▶ [EXTRAIT]
------------------------------

Les lecteurs réguliers de ce blog commencent à le savoir, il y a de plus en plus de vidéos sur Internet portant sur la danse. Des sites comme YouTube ou DailyMotion s’en sont même fait une spécialité. En parcourant ces sites un peu au hasard, je suis tombé sur la vidéo qui servira à étayer l’article d’aujourd’hui. La voici.
Cette vidéo m’a tout d’abord surpris car elle est annoncée comme présentant du lindy hop et elle commence par ce qui s’apparente visuellement plus à du rock acrobatique. En suite, j’ai été de nouveau surpris car les transitions entre les acrobaties se font effectivement en lindy hop. Nous voici donc avec une démonstration de lindy acrobatique où les acrobaties ne sont plus les acrobaties des années 30 ou 40, mais où la technique est celle du rock acro des années 80 et suivantes. Nous voyons ici l’une des caractéristiques de l’évolution des danses et de l’influence qu’elles ont les unes sur les autres.

------------------------------

▶ [MATÉRIEL RECUEILLI]
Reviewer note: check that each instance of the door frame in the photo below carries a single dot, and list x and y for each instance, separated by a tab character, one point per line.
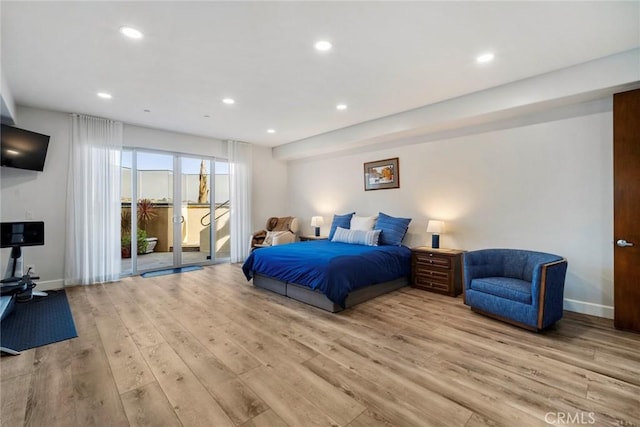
177	260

------------------------------

▶ [TRAVAIL À FAIRE]
Relevez toutes les décennies mentionnées dans l'extrait sur le lindy hop. Le matériel recueilli ne joue aucun rôle dans ce travail.

▶ [CORRIGÉ]
les années 30, les années 40, les années 80